作業指示 1 ▸ 医療人類学の折衷主義を論じた本文の内容を、二文で要約してください。
作業指示 2 ▸
医療人類学の折衷主義を論じた本文について、次の問いに答えてください。
(a) C・ギアーツが折衷主義は失敗に終わると指摘した論文の題名は何ですか。
(b) 学問上の隘路は何からくるらしいと述べられていますか。
(c) 医療人類学は何によって新しい領域を開拓したとされていますか。

本文 ▸

医療人類学入門出典情報
What is the field for Medical Anthropologists
? : Past and Present.
2. 折衷主義の遺産 [→はじめにもどる]
1977年にガーバリーノは次のように言っている。
たとえば、医療人類学は、機能主義の方法でも、構造主義でも、生態学でも、あるいは認識科学、といったアプローチでも研究することが可能である。‥‥[このような分野は]学説上の新生面を切り開いたものだとは思わない。それらはむしろ、既存の分野を、大きく拡大したものというべきであろう(ガーバリーノ 1987:4)。
これは現在でもみられる代表的な見解である。しかしこのコメントは、医療人類学が「医療」を対象にした人類学的研究であること以上のことを物語っている。つまり、医療人類学はきわめてハイブリッド(異種混淆的)な学問であるということだ。
Mutatis mutandis つまりしかるべき点に手を加える、ことで医療人類学の方法論は発展してきたということができる。
このハイブリッドには、むろん肯定的と否定的の両方の意味がある。肯定的な意味においては、人類学研究と医学や生物科学などの研究の交流の場であり、両分野の意見交換によってより生産的な学問の成果が期待できるという含みがある。いわゆる学際領域がもつ双方の研究者に対する生産性という意味である。他方、否定的な意味では、どっちつかずの学問であり、その多角的な視野は中途半端な分析に終わり、総花的な研究は結局は人類学にも医学研究にもその成果をもたらさないだろうという見解がある。C・ギアーツはその著名な論文「厚い記述」のなかで、この種の折衷主義は失敗に終わることを指摘している。学問上の隘路とは方向がひとつしかないということではなく、進むべき方法がたくさんありすぎるということからくるらしい。
学問における折衷主義が成果を生むか否かという議論にはたぶんに水掛け論的なところがあるので、それらの主張の議論の結論だけを追っても、医療人類学の有効性の可否を定めることはできない。医療人類学が近代医学と人類学の相互の交流によって新しい領域を開拓したことは事実であるし、そこに折衷という側面がみられることもあった。その意味では折衷には生産的な効果もあったのだろう。しかし「医療人類学は折衷主義的な学問である」という非難は医療人類学という独自の領域が形成されることによって、次第に聞かれなくなった。もっとも自称「医療人類学」と称する論文のなかには、確かに人類学と医学のそれぞれの分野から、その概念や方法を批判的に吟味することなしに接ぎ木しているものも少なくない。そのような論文は確かに「既存の分野を拡大した」と言えなくはないが、論理的な跳躍があって読んでいて退屈なばかりだけでなく、誤解を生む点では有害なものである。学際研究にはこのようなものがしばしば見受けられる。

記録一式 ▸
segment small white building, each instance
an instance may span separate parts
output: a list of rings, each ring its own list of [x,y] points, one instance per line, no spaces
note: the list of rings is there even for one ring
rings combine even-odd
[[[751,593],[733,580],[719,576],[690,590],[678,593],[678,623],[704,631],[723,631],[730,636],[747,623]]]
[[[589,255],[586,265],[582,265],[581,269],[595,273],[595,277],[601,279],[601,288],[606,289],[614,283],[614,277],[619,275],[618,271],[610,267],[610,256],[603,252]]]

解答結果 1 ▸ 医療人類学は既存の分野を大きく拡大したものと評されるきわめてハイブリッドな学問であり、そこには学際領域としての生産性という肯定的な意味と、どっちつかずで中途半端な分析に終わるという否定的な意味の両方があります。折衷主義的な学問だという非難は独自の領域の形成によって次第に聞かれなくなりましたが、概念や方法を批判的に吟味せずに接ぎ木した論文も少なくなく、それらは誤解を生む点で有害です。

解答結果 2 ▸
(a) 「厚い記述」
(b) 進むべき方法がたくさんありすぎること
(c) 近代医学と人類学の相互の交流